◆ ASSIGNED TASK ◆
Each record must appear in your answer exactly as it does below.

Saved entries
########################################

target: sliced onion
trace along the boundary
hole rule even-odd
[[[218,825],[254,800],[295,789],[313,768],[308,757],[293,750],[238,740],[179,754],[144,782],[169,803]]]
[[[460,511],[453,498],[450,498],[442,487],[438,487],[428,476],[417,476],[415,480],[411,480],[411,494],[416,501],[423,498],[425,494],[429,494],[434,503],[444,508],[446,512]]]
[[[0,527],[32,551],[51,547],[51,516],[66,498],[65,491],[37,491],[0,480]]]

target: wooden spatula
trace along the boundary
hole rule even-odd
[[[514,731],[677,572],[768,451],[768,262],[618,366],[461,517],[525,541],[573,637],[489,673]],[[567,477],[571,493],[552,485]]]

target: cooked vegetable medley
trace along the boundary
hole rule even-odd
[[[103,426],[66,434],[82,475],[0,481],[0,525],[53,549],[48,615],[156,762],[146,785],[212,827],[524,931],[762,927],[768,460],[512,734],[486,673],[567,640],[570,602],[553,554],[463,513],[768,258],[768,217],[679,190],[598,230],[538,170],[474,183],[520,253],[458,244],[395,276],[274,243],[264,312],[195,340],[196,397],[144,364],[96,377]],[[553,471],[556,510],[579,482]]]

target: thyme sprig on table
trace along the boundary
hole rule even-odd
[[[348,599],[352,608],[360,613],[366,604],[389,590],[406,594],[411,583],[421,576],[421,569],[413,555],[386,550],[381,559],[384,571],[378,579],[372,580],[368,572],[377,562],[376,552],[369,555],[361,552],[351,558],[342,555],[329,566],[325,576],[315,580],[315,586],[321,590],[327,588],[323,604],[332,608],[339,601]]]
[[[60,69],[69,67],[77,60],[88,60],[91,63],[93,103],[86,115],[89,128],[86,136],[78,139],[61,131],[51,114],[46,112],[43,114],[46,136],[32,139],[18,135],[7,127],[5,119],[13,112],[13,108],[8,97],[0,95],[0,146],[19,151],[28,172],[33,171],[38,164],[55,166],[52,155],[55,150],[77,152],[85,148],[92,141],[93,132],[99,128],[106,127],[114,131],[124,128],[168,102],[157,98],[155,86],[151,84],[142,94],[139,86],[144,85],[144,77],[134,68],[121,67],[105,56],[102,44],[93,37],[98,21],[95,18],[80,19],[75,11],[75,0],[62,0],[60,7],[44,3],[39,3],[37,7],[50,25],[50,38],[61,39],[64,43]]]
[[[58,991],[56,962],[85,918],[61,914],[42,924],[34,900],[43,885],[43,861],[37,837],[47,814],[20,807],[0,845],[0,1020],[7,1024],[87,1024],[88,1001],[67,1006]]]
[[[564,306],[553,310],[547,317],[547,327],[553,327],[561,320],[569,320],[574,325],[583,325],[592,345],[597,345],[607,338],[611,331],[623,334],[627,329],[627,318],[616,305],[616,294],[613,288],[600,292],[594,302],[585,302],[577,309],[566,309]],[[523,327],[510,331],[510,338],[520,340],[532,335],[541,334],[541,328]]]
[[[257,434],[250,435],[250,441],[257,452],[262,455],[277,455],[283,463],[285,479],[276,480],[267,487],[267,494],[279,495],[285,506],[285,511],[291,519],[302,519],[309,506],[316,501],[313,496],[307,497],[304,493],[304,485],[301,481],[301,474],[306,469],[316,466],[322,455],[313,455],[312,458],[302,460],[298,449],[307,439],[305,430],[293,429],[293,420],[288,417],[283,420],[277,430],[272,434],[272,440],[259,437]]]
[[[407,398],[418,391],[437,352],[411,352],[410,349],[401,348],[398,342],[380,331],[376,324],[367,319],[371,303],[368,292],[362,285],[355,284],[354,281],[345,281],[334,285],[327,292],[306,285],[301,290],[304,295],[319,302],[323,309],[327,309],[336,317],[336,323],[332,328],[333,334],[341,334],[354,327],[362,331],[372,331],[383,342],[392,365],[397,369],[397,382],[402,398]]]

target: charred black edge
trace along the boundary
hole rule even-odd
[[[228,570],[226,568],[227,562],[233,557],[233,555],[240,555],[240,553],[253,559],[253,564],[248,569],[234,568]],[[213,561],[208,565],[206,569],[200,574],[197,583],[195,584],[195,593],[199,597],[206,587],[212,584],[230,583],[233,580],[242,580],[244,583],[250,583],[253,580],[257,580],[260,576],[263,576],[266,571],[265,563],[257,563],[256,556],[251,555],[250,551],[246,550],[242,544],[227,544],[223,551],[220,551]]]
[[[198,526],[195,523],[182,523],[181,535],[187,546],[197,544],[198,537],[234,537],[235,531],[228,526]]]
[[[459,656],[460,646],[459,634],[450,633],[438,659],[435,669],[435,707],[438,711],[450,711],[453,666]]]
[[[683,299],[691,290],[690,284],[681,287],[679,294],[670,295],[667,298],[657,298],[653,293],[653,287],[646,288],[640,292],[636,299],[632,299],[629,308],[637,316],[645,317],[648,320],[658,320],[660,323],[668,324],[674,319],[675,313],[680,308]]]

########################################

◆ YOUR RESPONSE ◆
target: sliced onion
trace along the boundary
hole rule even-odd
[[[218,825],[254,800],[295,789],[313,768],[308,757],[293,750],[238,740],[179,754],[144,782],[169,803]]]
[[[460,511],[453,498],[450,498],[442,487],[438,487],[428,476],[417,476],[415,480],[411,480],[411,494],[416,501],[423,498],[425,494],[429,494],[434,503],[444,508],[446,512]]]
[[[0,527],[32,551],[51,547],[51,516],[66,498],[65,491],[37,491],[0,480]]]

target: wooden spatula
trace along the boundary
hole rule even-odd
[[[514,731],[677,572],[768,451],[768,262],[618,366],[461,517],[525,541],[573,637],[489,673]],[[567,477],[571,493],[552,485]]]

target: cooked vegetable medley
trace along the boundary
hole rule even-odd
[[[103,426],[66,434],[82,475],[0,481],[0,525],[53,549],[48,615],[156,762],[146,785],[212,827],[524,931],[762,927],[768,460],[512,734],[486,673],[567,640],[570,602],[553,554],[463,513],[768,258],[768,217],[679,190],[598,230],[538,170],[474,183],[520,253],[458,244],[395,276],[274,243],[264,312],[195,340],[196,397],[144,364],[96,377]],[[553,471],[556,510],[579,482]]]

target: thyme sprig on table
trace along the boundary
hole rule even-odd
[[[348,599],[352,608],[360,613],[366,604],[389,590],[406,594],[411,583],[421,576],[421,569],[413,555],[386,550],[381,559],[384,571],[378,579],[372,580],[368,572],[377,562],[376,552],[369,555],[361,552],[351,558],[342,555],[329,566],[325,576],[315,580],[315,586],[321,590],[327,588],[323,604],[332,608],[339,601]]]
[[[60,69],[69,67],[77,60],[88,60],[91,63],[93,103],[86,115],[89,128],[86,136],[78,139],[61,131],[51,114],[46,112],[43,114],[46,136],[32,139],[18,135],[7,127],[5,119],[13,112],[13,108],[8,97],[0,95],[0,146],[19,151],[28,172],[33,171],[38,164],[55,166],[52,155],[55,150],[77,152],[85,148],[92,141],[93,132],[99,128],[106,127],[114,131],[124,128],[168,102],[157,98],[155,86],[151,84],[142,94],[139,86],[144,85],[144,77],[134,68],[121,67],[105,56],[102,44],[93,37],[98,21],[95,18],[80,19],[75,11],[75,0],[62,0],[60,7],[44,3],[39,3],[37,7],[50,25],[50,38],[61,39],[64,43]]]
[[[58,991],[56,962],[85,918],[61,914],[42,924],[34,900],[43,885],[43,861],[37,837],[47,814],[20,807],[0,845],[0,1020],[7,1024],[87,1024],[88,1001],[67,1006]]]
[[[564,306],[553,310],[547,317],[547,327],[553,327],[561,320],[569,320],[574,325],[583,325],[592,345],[597,345],[607,338],[611,331],[623,334],[627,329],[627,318],[616,305],[616,294],[613,288],[600,292],[594,302],[585,302],[577,309],[566,309]],[[523,327],[510,331],[510,338],[520,340],[532,335],[541,334],[541,328]]]
[[[257,434],[250,435],[250,441],[257,452],[262,455],[277,455],[283,463],[285,479],[276,480],[267,487],[267,494],[279,495],[285,506],[285,511],[291,519],[302,519],[309,506],[316,501],[313,496],[307,497],[304,493],[304,485],[301,481],[301,474],[306,469],[316,466],[322,455],[313,455],[312,458],[302,460],[298,449],[307,439],[305,430],[293,429],[293,420],[288,417],[283,420],[277,430],[272,434],[272,440],[259,437]]]
[[[407,398],[418,391],[437,352],[411,352],[410,349],[401,348],[398,342],[380,331],[376,324],[367,319],[371,303],[368,292],[362,285],[355,284],[354,281],[345,281],[334,285],[327,292],[306,285],[301,290],[304,295],[319,302],[323,309],[327,309],[336,317],[336,323],[332,328],[333,334],[341,334],[354,327],[362,331],[372,331],[383,342],[392,365],[397,369],[397,382],[402,398]]]

target: charred black edge
trace along the boundary
hole rule even-odd
[[[228,570],[226,568],[227,562],[233,557],[233,555],[240,555],[240,553],[253,559],[253,564],[248,569],[234,568]],[[213,561],[208,565],[206,569],[200,574],[197,583],[195,584],[195,593],[199,597],[206,587],[212,584],[230,583],[233,580],[242,580],[244,583],[250,583],[253,580],[257,580],[260,576],[263,576],[266,571],[265,563],[257,563],[256,556],[251,555],[250,551],[246,550],[242,544],[227,544],[223,551],[220,551]]]
[[[198,526],[195,523],[182,523],[181,535],[187,546],[197,544],[198,537],[234,537],[235,531],[228,526]]]
[[[459,656],[460,646],[459,634],[450,633],[438,659],[435,669],[435,707],[438,711],[450,711],[453,666]]]
[[[683,299],[691,290],[690,284],[681,287],[679,294],[670,295],[667,298],[657,298],[653,293],[653,287],[646,288],[640,292],[636,299],[632,299],[629,308],[637,316],[645,317],[648,320],[658,320],[660,323],[668,324],[674,319],[675,313],[680,308]]]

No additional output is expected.